→ **What is expected**
Go through the listing below and return every line exactly.

********************

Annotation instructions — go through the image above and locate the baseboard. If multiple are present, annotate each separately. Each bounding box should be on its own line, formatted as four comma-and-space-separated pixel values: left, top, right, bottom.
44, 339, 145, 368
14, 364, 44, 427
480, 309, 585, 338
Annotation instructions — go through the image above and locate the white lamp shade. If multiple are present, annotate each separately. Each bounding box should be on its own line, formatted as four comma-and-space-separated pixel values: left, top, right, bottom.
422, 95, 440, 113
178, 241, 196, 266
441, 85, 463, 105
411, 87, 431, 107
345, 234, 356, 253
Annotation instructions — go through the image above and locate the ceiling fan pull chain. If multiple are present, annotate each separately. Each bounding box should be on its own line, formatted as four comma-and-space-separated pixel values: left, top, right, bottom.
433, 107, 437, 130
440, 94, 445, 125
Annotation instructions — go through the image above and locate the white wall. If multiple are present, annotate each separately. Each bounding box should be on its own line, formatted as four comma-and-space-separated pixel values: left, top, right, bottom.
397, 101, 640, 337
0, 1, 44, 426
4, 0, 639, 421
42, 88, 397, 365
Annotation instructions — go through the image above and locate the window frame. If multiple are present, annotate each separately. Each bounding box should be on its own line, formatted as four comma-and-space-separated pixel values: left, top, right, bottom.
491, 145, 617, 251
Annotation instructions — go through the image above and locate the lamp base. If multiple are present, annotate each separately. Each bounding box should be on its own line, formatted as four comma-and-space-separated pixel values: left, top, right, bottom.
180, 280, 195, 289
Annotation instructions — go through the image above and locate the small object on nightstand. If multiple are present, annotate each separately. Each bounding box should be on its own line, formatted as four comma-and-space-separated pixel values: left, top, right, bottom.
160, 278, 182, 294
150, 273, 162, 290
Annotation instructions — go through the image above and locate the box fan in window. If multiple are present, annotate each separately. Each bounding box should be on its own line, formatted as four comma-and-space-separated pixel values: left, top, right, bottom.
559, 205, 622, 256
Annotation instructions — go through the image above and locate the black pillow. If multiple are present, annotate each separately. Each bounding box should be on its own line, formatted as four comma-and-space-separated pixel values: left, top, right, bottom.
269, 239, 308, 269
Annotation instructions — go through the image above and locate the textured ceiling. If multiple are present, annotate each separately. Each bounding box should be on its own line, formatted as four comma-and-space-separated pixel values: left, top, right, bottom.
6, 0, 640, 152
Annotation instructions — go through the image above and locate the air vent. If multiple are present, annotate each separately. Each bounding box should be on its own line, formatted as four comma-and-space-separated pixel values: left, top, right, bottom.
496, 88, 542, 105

********************

→ **Reply**
Annotation instructions — go through the image above and locate the baseboard. If multiple are present, annotate each separately. Each bounding box should be on its own line, formatted as four comma-and-space-separated pixel values: left, top, right, bottom.
44, 339, 145, 368
14, 364, 44, 427
480, 309, 585, 338
Annotation instructions — go through the image above and locate the white lamp shade. If multiple are present, annotate each separately. Each bounding box should be on its own line, formatted as four comma-and-space-separated pixel values: left, top, right, bottom.
422, 95, 440, 113
178, 241, 196, 266
441, 85, 463, 105
411, 87, 431, 107
345, 234, 356, 253
Annotation instructions — go through the image above and locate the ceiling fan pull chain. If multiple are present, annotate each separately. Each bounding box should be on its own line, formatted as four comma-and-space-separated pixel values: left, top, right, bottom.
433, 107, 437, 130
440, 94, 445, 125
Annotation instructions — go through the image above and locate the white wall. If multiple are present, annotate each separately. Each bounding box should be on its own line, formatted as four comma-and-space-separated pixel values: left, top, right, bottom.
397, 101, 640, 337
0, 1, 44, 426
4, 0, 639, 421
42, 88, 397, 365
Annotation instructions — go through the image above and locate the window frame. If multiple are present, annotate each separately. Each bounding box should be on its own line, formatted as four comma-and-space-separated pixel values: left, top, right, bottom.
491, 145, 617, 251
Annotation instructions — go through the image above and locate the lamp base. If multiple are present, annotate each separately. Each bounding box should be on its own line, formatted as four comma-and-space-separated pixel values: left, top, right, bottom.
180, 280, 195, 289
Annotation instructions — go through the image above and locate the small object on nightstand. If multiple are present, annotate each separately. Each bounding box should be on its own line, formatted as four comma-and-space-separated pixel values: left, top, right, bottom.
160, 278, 182, 294
150, 273, 162, 290
Annotation instructions — go through the image above and locate the box fan in window. If multiple are present, annotate each separately. Each bounding box should be on its own line, formatted as four comma-and-space-separated pixel values: left, top, right, bottom.
559, 205, 622, 256
Annotation instructions — go through the image above and locate the black pillow. If multiple are present, annotate each separately. Each bounding box should be on its own line, formatted as four comma-and-space-separated pixel values: left, top, right, bottom.
269, 239, 308, 269
Annotation instructions — go through the image above and locate the textured ceiling. If multiple are present, annotate each separately. Each bounding box should be on its own line, formatted as four comma-and-space-separated pixel values: left, top, right, bottom.
6, 0, 640, 152
Annotation instructions — go through the image above and locate the air vent. If multiple are present, annotate each separately. Each bounding box should be on its own line, formatted as four comma-and-space-separated pixel values: left, top, right, bottom.
496, 88, 542, 105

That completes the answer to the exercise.